Residential: issues with extending a lease

New lease of life

8 October 2015

Iris-Ann Stapleton looks at the issues connected with extending a lease

Leasehold enfranchisement is a specialised area in which a relatively small number of property lawyers and surveyors practise. The legal complexities mean there are pitfalls and risks. It is one of the highest areas of professional negligence within law firms. If solicitors are dipping their toe into this area without fully understanding the implications, it can prove to be a costly exercise for a leaseholder.

A lease is essentially a wasting asset. As the years go by, its value decreases, which results in mortgage lenders being deterred from financing the purchase of flats and consequently leads to a diminishing pool of potential buyers. An extension therefore injects life back into the property by adding to the lifespan of the term and so increasing value.

Understandably, most clients get fixated on the price of the lease extension and it is important that they get the help of an expert surveyor who specialises in this area. Although aware that they will need a solicitor to prepare the statutory notice, little thought is given to the practicalities and legal implications, such as service of the notice or assignment of the same should its benefit be passed to a new owner.

Serving notice

To qualify to buy a 90-year extension, a leaseholder must be registered at the Land Registry for a minimum of 2 years. If a leaseholder is selling their flat, they may serve a section 42 notice on the landlord to start the lease extension process. The benefit of that notice can then be assigned to an incoming buyer (consequently there is no 2-year wait for that buyer to qualify). Although this may seem a relatively straightforward process, it is surprisingly often overlooked.

What you are asked to do: Reproduce the article on extending a lease above verbatim, from start to finish.

Records from a dataset:
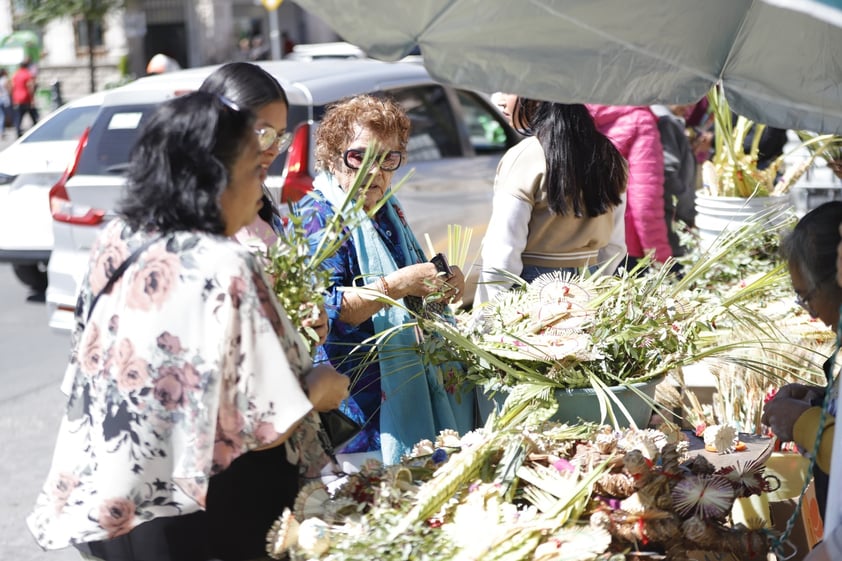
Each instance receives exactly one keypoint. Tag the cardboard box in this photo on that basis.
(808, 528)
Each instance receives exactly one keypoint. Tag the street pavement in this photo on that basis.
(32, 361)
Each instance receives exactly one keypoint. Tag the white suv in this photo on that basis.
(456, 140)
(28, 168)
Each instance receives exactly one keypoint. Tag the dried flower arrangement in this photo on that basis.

Response:
Residential: issues with extending a lease

New lease of life

8 October 2015

Iris-Ann Stapleton looks at the issues connected with extending a lease

Leasehold enfranchisement is a specialised area in which a relatively small number of property lawyers and surveyors practise. The legal complexities mean there are pitfalls and risks. It is one of the highest areas of professional negligence within law firms. If solicitors are dipping their toe into this area without fully understanding the implications, it can prove to be a costly exercise for a leaseholder.

A lease is essentially a wasting asset. As the years go by, its value decreases, which results in mortgage lenders being deterred from financing the purchase of flats and consequently leads to a diminishing pool of potential buyers. An extension therefore injects life back into the property by adding to the lifespan of the term and so increasing value.

Understandably, most clients get fixated on the price of the lease extension and it is important that they get the help of an expert surveyor who specialises in this area. Although aware that they will need a solicitor to prepare the statutory notice, little thought is given to the practicalities and legal implications, such as service of the notice or assignment of the same should its benefit be passed to a new owner.

Serving notice

To qualify to buy a 90-year extension, a leaseholder must be registered at the Land Registry for a minimum of 2 years. If a leaseholder is selling their flat, they may serve a section 42 notice on the landlord to start the lease extension process. The benefit of that notice can then be assigned to an incoming buyer (consequently there is no 2-year wait for that buyer to qualify). Although this may seem a relatively straightforward process, it is surprisingly often overlooked.